— START Data for this exercise —

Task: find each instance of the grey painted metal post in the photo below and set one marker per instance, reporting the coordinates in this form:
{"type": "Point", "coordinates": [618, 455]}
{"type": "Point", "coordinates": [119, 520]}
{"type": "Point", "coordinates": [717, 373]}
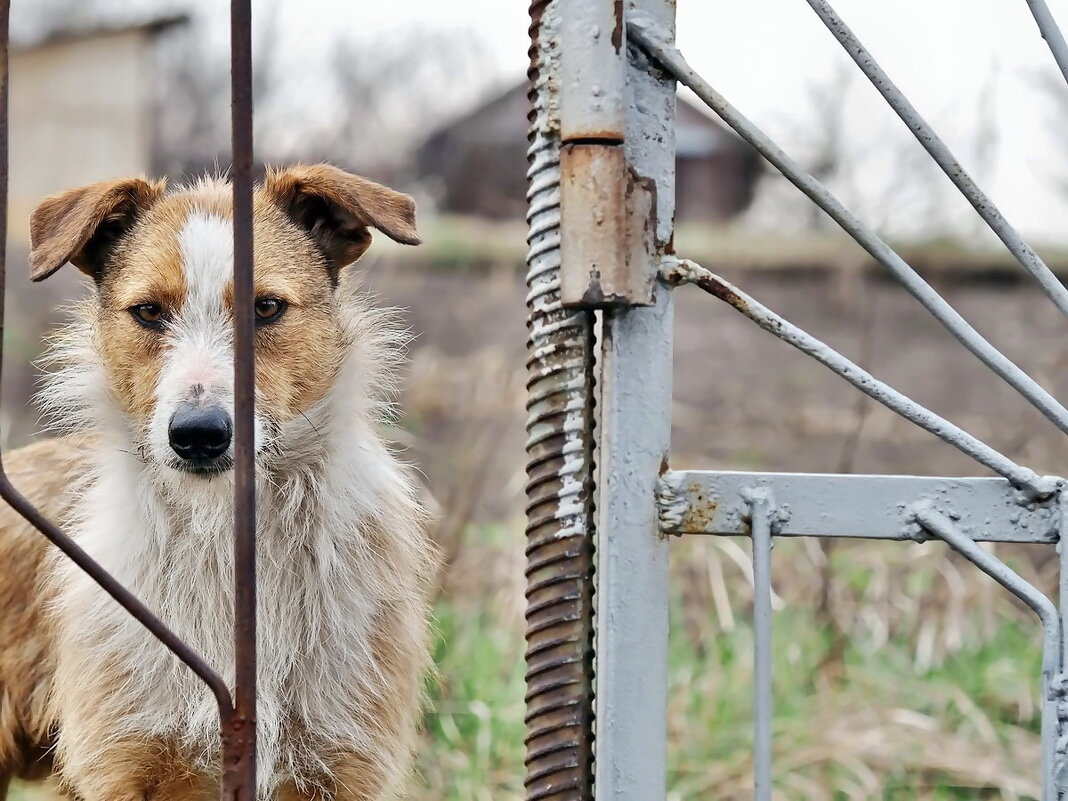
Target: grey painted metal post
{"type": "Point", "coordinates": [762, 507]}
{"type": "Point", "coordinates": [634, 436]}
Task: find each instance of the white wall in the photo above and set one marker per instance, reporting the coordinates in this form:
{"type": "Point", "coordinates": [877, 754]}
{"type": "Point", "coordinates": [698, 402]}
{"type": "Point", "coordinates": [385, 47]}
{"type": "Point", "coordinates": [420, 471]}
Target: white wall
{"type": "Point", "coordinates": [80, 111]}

— END Data for this exercise —

§ Exercise objective
Rescale the rows by writing out every line again, requests included, with each coordinate in the answers multiplied by 1.8 and rounded to a whole number (halves round up), while the sample coordinates in the requests stay unchanged. Leave the pictures out.

§ Solution
Task: find each instance of the grey painted metal post in the photo below and set one marker per instance, reporting the coordinates in this form:
{"type": "Point", "coordinates": [618, 455]}
{"type": "Point", "coordinates": [119, 520]}
{"type": "Point", "coordinates": [717, 373]}
Target: grey painted metal post
{"type": "Point", "coordinates": [1372, 913]}
{"type": "Point", "coordinates": [1141, 785]}
Task: find each instance of the white wall in the photo above and set one marker per instance, reporting the coordinates in this form:
{"type": "Point", "coordinates": [877, 754]}
{"type": "Point", "coordinates": [698, 402]}
{"type": "Point", "coordinates": [385, 47]}
{"type": "Point", "coordinates": [420, 471]}
Target: white wall
{"type": "Point", "coordinates": [144, 200]}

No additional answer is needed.